* _Information provided_

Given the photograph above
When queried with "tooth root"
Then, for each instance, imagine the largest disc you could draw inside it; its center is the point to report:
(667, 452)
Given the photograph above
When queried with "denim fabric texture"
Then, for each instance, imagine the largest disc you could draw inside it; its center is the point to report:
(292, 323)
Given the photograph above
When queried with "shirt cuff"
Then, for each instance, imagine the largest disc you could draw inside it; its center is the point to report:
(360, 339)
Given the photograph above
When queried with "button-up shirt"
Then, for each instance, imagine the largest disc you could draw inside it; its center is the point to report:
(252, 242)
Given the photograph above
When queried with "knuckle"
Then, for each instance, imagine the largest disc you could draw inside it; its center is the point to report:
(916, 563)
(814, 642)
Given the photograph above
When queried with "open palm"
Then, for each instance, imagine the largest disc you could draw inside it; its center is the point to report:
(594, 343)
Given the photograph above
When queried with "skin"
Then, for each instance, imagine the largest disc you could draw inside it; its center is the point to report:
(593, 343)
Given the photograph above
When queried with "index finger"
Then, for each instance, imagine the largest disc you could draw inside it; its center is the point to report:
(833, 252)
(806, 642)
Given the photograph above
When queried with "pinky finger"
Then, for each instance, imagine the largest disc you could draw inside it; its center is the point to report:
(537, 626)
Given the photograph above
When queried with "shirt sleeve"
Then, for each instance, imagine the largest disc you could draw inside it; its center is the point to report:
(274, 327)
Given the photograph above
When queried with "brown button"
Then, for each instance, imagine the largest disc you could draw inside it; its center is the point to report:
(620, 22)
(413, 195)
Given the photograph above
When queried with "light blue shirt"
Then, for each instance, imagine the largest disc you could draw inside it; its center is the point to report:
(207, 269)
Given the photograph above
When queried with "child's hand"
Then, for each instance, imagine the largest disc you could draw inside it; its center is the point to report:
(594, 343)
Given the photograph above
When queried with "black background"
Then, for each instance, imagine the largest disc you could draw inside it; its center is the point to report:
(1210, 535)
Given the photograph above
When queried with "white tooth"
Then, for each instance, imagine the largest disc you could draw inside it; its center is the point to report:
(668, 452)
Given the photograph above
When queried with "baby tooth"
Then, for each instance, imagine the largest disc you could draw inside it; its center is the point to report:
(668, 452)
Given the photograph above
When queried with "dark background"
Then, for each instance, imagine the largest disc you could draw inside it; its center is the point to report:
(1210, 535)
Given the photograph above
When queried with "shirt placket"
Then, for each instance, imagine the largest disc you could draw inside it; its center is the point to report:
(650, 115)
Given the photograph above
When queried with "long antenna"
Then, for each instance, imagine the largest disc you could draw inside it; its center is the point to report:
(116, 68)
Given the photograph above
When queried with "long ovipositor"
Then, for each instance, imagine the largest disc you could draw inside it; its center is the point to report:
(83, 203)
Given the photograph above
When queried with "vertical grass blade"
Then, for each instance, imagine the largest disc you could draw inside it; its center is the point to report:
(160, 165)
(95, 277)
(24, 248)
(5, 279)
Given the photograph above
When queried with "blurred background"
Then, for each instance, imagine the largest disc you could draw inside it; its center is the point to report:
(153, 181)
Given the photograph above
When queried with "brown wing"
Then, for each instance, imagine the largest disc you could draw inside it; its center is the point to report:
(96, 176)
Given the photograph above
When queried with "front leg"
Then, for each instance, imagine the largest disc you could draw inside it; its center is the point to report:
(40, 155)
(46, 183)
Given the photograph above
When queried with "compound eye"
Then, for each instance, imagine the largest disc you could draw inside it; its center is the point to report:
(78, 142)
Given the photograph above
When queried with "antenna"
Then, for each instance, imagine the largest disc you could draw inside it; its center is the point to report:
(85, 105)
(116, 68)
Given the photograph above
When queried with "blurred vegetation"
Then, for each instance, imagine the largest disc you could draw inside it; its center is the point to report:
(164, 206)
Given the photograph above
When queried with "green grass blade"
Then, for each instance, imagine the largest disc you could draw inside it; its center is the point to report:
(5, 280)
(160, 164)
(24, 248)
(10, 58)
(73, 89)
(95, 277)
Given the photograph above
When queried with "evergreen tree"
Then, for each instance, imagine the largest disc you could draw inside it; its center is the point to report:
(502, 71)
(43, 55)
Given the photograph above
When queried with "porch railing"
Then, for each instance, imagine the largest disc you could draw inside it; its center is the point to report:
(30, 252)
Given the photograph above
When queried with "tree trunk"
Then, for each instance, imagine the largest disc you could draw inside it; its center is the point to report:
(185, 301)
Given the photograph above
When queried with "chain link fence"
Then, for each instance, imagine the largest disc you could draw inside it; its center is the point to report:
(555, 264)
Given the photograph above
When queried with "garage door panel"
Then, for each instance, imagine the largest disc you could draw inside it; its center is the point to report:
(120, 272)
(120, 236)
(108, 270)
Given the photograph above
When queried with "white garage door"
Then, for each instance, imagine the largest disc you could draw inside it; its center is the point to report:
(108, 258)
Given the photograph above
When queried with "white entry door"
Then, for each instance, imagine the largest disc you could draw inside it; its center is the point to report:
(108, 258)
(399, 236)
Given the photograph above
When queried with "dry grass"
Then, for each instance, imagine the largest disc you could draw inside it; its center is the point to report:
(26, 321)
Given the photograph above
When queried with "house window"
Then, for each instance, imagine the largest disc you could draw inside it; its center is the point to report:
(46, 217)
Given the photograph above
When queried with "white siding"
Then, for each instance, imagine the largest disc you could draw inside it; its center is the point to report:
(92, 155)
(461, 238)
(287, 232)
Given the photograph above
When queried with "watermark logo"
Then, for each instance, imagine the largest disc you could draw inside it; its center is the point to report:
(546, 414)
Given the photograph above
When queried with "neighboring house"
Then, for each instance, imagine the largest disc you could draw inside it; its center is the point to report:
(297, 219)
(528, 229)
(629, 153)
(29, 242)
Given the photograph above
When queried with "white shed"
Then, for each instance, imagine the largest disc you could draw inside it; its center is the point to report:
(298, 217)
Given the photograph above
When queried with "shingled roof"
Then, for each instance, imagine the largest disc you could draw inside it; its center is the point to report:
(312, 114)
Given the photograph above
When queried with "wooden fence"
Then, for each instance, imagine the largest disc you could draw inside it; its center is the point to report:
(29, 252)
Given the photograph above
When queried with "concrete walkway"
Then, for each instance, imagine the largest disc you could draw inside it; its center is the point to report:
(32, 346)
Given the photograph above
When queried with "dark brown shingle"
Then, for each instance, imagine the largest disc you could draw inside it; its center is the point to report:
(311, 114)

* _Aim of the exercise_
May I have all of the records repeated exactly?

* _Answer for this exercise_
Given the photograph above
When queried with "tooth root"
Then, for each instance, imagine the largest disc you could draw inside it; its center is the point to report:
(667, 452)
Given the photograph above
When queried with "denim fabric texture"
Then, for each instance, imagine the largest disc you could draw inside it; its center is the point to report:
(292, 323)
Given the photograph above
When queried with "shirt cuff"
Then, for each instance, imagine the largest disc you could draw inside it; its center is the point to report:
(360, 339)
Given the photograph above
When queried with "button-up shirt"
Then, for each instance, imagine the largest disc you could draw inside it; its center is the point to report:
(252, 242)
Given the photograph above
When queried with "knuckle"
Then, for each instance, imagine the largest disc you could draw inside it; its center is the point to report:
(916, 563)
(814, 642)
Given the photograph above
When queried with "open palm"
Then, for each instance, imagine the largest disc you could draw inside it; its center is the point to report:
(594, 343)
Given the photograph above
When queried with "skin"
Then, for each instance, imagine the largest disc you could draw inside it; its center is the point to report:
(593, 343)
Given the photograph above
When queried with "index finger"
Then, for each instance, imagine the largest disc you could draw inside it; its center is the point to report:
(833, 252)
(806, 642)
Given the photograph above
When queried with "pinky finger"
Then, for each instance, imagine the largest disc you could draw inside it; its center is the point to report:
(537, 626)
Given the photograph above
When queried with "shirt sleeve"
Then, for each instance, imagine the largest disc you could draw inside it; its center is the point to report:
(274, 327)
Given the photograph above
When queried with "brown button"
Then, for each instance, imagine the largest disc you could draw inside it; its center is the point to report:
(620, 22)
(413, 195)
Given the photograph above
When queried with "light blue shirt"
Then, for each instance, imagine the largest disc you could draw inside it; its center is the point to report:
(207, 269)
Given the photograph above
When queried with "child's hand"
Then, for each instance, imagine the largest disc you could draw inside it; its center is the point to report:
(594, 343)
Given the photograph above
When queried with "black background"
Then, for each instance, imagine the largest disc you could draw inside it; its center is the point to report:
(1210, 535)
Given the photograph above
When queried with "white tooth"
Then, for each instance, imagine the largest disc you could draw inside it; its center is the point to report:
(668, 452)
Given the photograph above
When queried with "baby tooth"
Then, for each instance, imagine the largest disc you could draw inside it; its center is the point to report:
(668, 452)
Given the photograph above
When queried with "dark background"
Then, for each instance, imagine the largest disc you could draw inside it; its center is the point to report:
(1210, 535)
Given the photograph above
When queried with "shirt placket"
Then, for each instance, imagine the largest disc you could draw inside it; its center is the point to report:
(650, 115)
Given the photograph above
When queried with "long antenna"
Then, for each instance, imagine the largest disc you could draw inside it; its center is the point to report:
(116, 68)
Given the photograph above
When queried with "long ovipositor"
Then, for each instance, imagine the largest disc you could draw inside it; its center is the point to report:
(83, 203)
Given the photograph above
When queried with "vertical grass blade"
Then, for each instance, imagine the largest disc you could draw inside it; its center is the point to report:
(160, 165)
(95, 277)
(24, 248)
(5, 279)
Given the photograph above
When queried with "blurred background"
Then, for each instance, imagine the largest disc you could draw inside it; its center is the point to report:
(153, 181)
Given the photograph above
When queried with "brown wing"
Then, for each instance, imagine the largest disc you could draw inside it; its center is the point to report:
(96, 176)
Given the photograph above
When queried with "front leg"
Then, for each instance, imagine the largest disc you could draw inside it; its center is the point to report:
(40, 155)
(46, 183)
Given the photograph above
When queried with "compound eye"
Then, for each instance, imagine the largest disc you could draw inside it; its center is the point to report:
(78, 142)
Given the photograph above
When queried with "antenna"
Then, for each instance, imagine the largest disc you could draw inside it; its center is the point to report:
(85, 105)
(116, 68)
Given the photograph above
When queried with "blurred vegetation"
Then, for each instance, imagine the largest disc you could draw inside it; its center is the point to report:
(164, 206)
Given the photograph above
When queried with "green grass blade"
Then, for each instance, imagine the largest disc you could draw inside it; its center is the point to report:
(5, 280)
(160, 164)
(24, 248)
(10, 58)
(73, 89)
(95, 277)
Given the photograph above
When queried with "evergreen tree"
Then, for each instance, imagine the largest disc you could draw inside it; its center is the point to report:
(502, 71)
(43, 55)
Given the photograph above
When queried with "porch railing"
Then, for each instance, imagine the largest disc you could draw inside it; its center is the point to report:
(30, 252)
Given the photograph above
When queried with "tree trunk"
Then, for each instance, imagine the largest disc you could draw inside it; its center is the point to report:
(185, 301)
Given the photograph above
When queried with "chain link fence"
Then, for each instance, imagine the largest disc you could draw inside it; its center is the point to report:
(555, 264)
Given the photograph above
When queried with "garage door panel"
Then, for each instance, imagine the largest disc you could draw inside it; its center is the point to report:
(120, 272)
(120, 236)
(108, 270)
Given the photograph above
When queried with "white garage door"
Then, for each instance, imagine the largest disc you could draw inside it; its center is the point to report:
(108, 258)
Given the photograph above
When queried with "white entry door"
Then, for each instance, imagine the largest disc you could draw inside it; its center is the point to report:
(108, 258)
(399, 236)
Given the photograph above
When queried with "dry grass"
Then, for each instance, imagine the largest disc you could draw inside it; its center is the point to report:
(26, 321)
Given the photograph above
When queried with "house window"
Then, for each instance, imagine the largest disc you could draw inside it; its center is the point to report:
(46, 217)
Given the photograph above
When queried with "white siding"
Then, for each instance, imagine the largest disc you could draw inside it; its center is the point to report:
(92, 155)
(461, 238)
(287, 232)
Given the photograph above
When queried with "watermark logo"
Then, for each instance, imagine the largest disc you could draw inside it; its center is the point to report:
(546, 414)
Given the photograph above
When queried with "neighboring house"
Then, for each instance, imagine the largest disc you could draw inside it; its center is the point to report:
(297, 219)
(528, 229)
(629, 153)
(29, 242)
Given the photograph above
When queried with "white shed"
Then, for each instance, imagine the largest disc you could draw inside it; its center is the point to report:
(298, 217)
Given the photograph above
When queried with "shingled roof"
Then, for each instance, imagine the largest disc you could draw inside it; its center is the point to report:
(312, 114)
Given the photograph above
When queried with "wooden fence"
Then, for each instance, imagine the largest disc you could draw inside it; its center is the point to report:
(29, 252)
Given the photograph above
When queried with "concrete walkway"
Then, for each instance, imagine the largest disc you could draw inside it; its center is the point to report:
(32, 346)
Given the photograph above
When queried with "dark brown shingle"
Then, for each instance, imagine the largest disc you could draw inside it; its center is the point to report:
(311, 114)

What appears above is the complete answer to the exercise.